— Texte à lire —
########

Le consensus réalisé sur les conclusions à la fin des travaux de l'APEM ne doit cependant pas masquer l'âpreté des débats sur certains sujets.

La session avait commencé par un différend entre le Parlement européen et le pays hôte à propos du député d'opposition égyptien, M. Ayman Nour, emprisonné depuis janvier. Il s'est réglé par la libération de M. Nour et par le retrait d'un amendement à la résolution politique de l'Assemblée qui condamnait son arrestation. Cette heureuse conclusion fut interprétée comme un geste symboliquement fort pour la démocratie arabe et l'influence de l'APEM.

Le consensus a été obtenu parfois au prix de quelques ambiguïtés et même de plusieurs réserves sur la résolution politique. Une réserve a été présentée par la Syrie qui aurait voulu que l'exigence de retrait des troupes étrangères du Liban s'étende à toute la région, en référence au Golan syrien occupé par Israël. La Turquie en a présenté une autre à l'encontre de la mission de suivi permanent de la question chypriote, confiée à la commission politique. Sur un plan plus général, le groupe des pays arabes a émis une réserve par le biais d'une déclaration séparée qui marque le refus de l'intervention dans les affaires intérieures des pays et rejette aussi l'envoi d'observateurs internationaux sans l'accord de l'Etat concerné. Ces pays s'opposeront à toute expression unilatérale d'un point de vue sur un pays ou sur la situation dans le monde arabe de la part des Européens.

Enfin, dans la déclaration finale adoptée sans débat et rédigée par ses soins, le Président Sorour a tenu à rappeler que les principes de la Déclaration de Barcelone obligeaient les partenaires à s'abstenir de toute intervention directe ou indirecte dans les affaires intérieures d'un autre partenaire, à respecter leur souveraineté et à développer la démocratie dans leurs systèmes politiques, tout en reconnaissant le droit de chacun de choisir et développer librement son propre système politique, socio-culturel, économique et judiciaire.

Pour sa part, le président du Conseil de l'Union européenne, M. Schmit, a évoqué la perspective du dixième anniversaire du partenariat euro-méditerranéen en novembre prochain qui a conduit la conférence ministérielle euro-méditerranéenne de La Haye, le 30 novembre 2004, à décider que 2005 serait l'année de la Méditerranée. Il a appelé à une évaluation sans concession de ce partenariat unique afin d'en tirer les leçons pour l'avenir.

L'évaluation des dix ans de partenariat euro-méditerranéen aboutit à un bilan mitigé.

Le partenariat euro-méditerranéen a constitué un formidable réseau de solidarité autour de la Méditerranée à tous les niveaux et a disposé de moyens considérables pour des coopérations sur des sujets majeurs d'intérêt commun, comme l'environnement, la mer, les infrastructures énergétiques, les télécommunications, ou sur des micro-projets rapprochant les sociétés civiles (droits de l'homme, femmes, médias, urbanisme).

########

— Matériel —
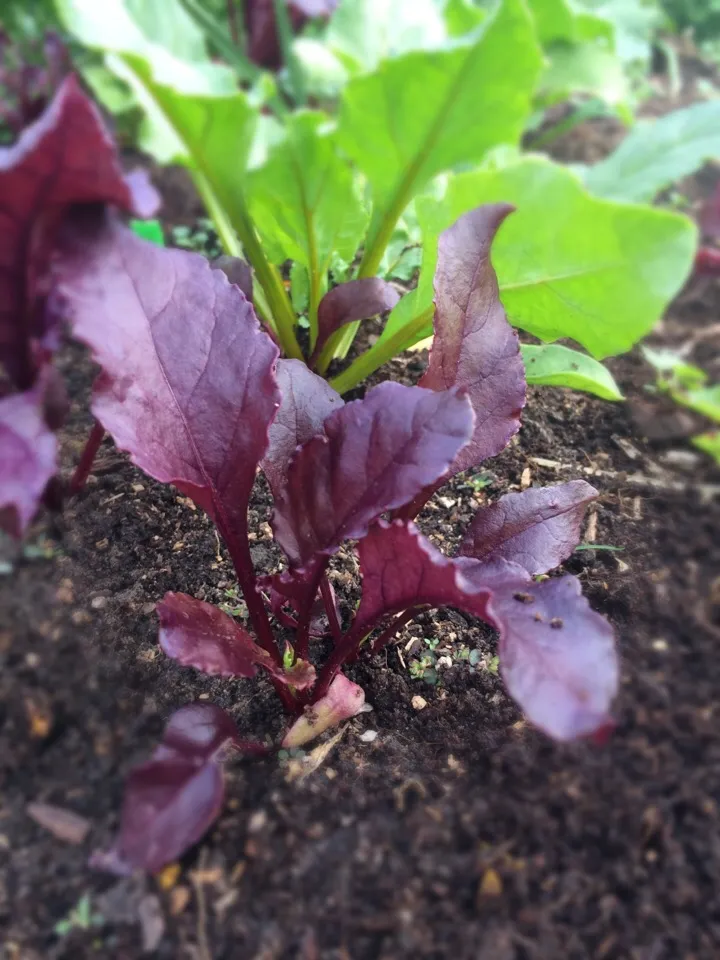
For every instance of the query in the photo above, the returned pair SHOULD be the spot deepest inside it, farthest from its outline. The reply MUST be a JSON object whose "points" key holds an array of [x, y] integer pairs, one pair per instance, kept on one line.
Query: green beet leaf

########

— Consigne —
Poursuivez le texte sur le partenariat euro-méditerranéen au-delà de sa dernière phrase.

— Résultat de l'exercice —
L'Union européenne a alloué 6,4 milliards d'euros d'aides à ses partenaires méditerranéens depuis 1996 et 1,8 milliards d'euros de subventions à l'Autorité palestinienne depuis le début du processus de paix en 1994. Pour la seule période 2000-2006, le montant de l'allocation pour le programme Meda II s'élève à 5,35 milliards d'euros, auxquels s'ajoutent les projets de la Banque européenne d'investissement, dans le cadre de la FEMIP qui prévoit d'investir 8 à 10 milliards d'euros. Le financement de l'Union européenne pourrait atteindre 13 milliards d'euros pendant cette période de sept ans (2000-2006).

Le partenariat euro-méditerranéen n'a pourtant pas atteint ses grands objectifs.

Dans un rapport présenté à Bruxelles à la 9ème conférence annuelle euromed sur la transition économique, les 11 et 12 avril, le Femise (Forum euromed des instituts de recherche en économie) constate que, dix ans après le lancement des processus de Barcelone, la position des partenaires méditerranéens a peu évolué et se situe en dessous de la moyenne des pays à revenus intermédiaires.

Les échanges commerciaux avec l'Union européenne restent très déséquilibrés en faveur de l'Union et l'intégration régionale Sud-Sud patine. L'accord d'Agadir pour le libre-échange entre le Maroc, la Tunisie, la Jordanie et l'Egypte, signé en 2004, n'a toujours pas été ratifié par tous ses membres.

La région n'attire pas suffisamment les investissements directs étrangers en raison de son instabilité, du manque de main d'œuvre suffisamment formée et de marchés trop cloisonnés. La réussite de l'Irlande fascine les partenaires méditerranéens, mais elle souligne l'importance des investissements dans les infrastructures et l'éducation à côté d'un meilleur accès aux marchés extérieurs. Le poids de la dette obère la capacité de certains de ces pays d'investir dans les infrastructures, la santé, l'habitat et l'éducation, et le fossé se creuse entre les catégories sociales.

Enfin, tous les pays de la région accusent un retard dans le processus des réformes internes tant économiques que politiques. Le Femise constate que ces réformes supposent la responsabilisation de l'élite dirigeante, la non-discrimination, l'affirmation de l'Etat de droit et la levée des blocages politiques liés à la préservation d'intérêts particuliers, grâce à l'intervention démocratique des citoyens. La mise aux normes mondiales de compétitivité est liée à la démocratisation de certains Etats autoritaires.

L'enjeu de la réforme est immense pour l'avenir de la région et, par contrecoup, de l'Union européenne. Soixante-cinq pour cent de la population de ces pays a moins de 25 ans et, dans la période 2000-2010, le nombre de nouveaux entrants dans la population active sera en moyenne de 4,2 millions de personnes par an, soit deux fois le nombre des nouveaux entrants au cours des deux décennies précédentes. La région, dont le taux de chômage est le plus élevé du monde en dehors de l'Afrique sub-saharienne, devra créer quarante-deux millions d'emplois dans les dix ans à venir afin de stabiliser le chômage actuel.

L'établissement d'un marché unique euro-méditerranéen de 720 millions d'habitants, de loin plus important que celui de la Chine, attirerait irrésistiblement les investisseurs et répondrait aux besoins de développement de la région.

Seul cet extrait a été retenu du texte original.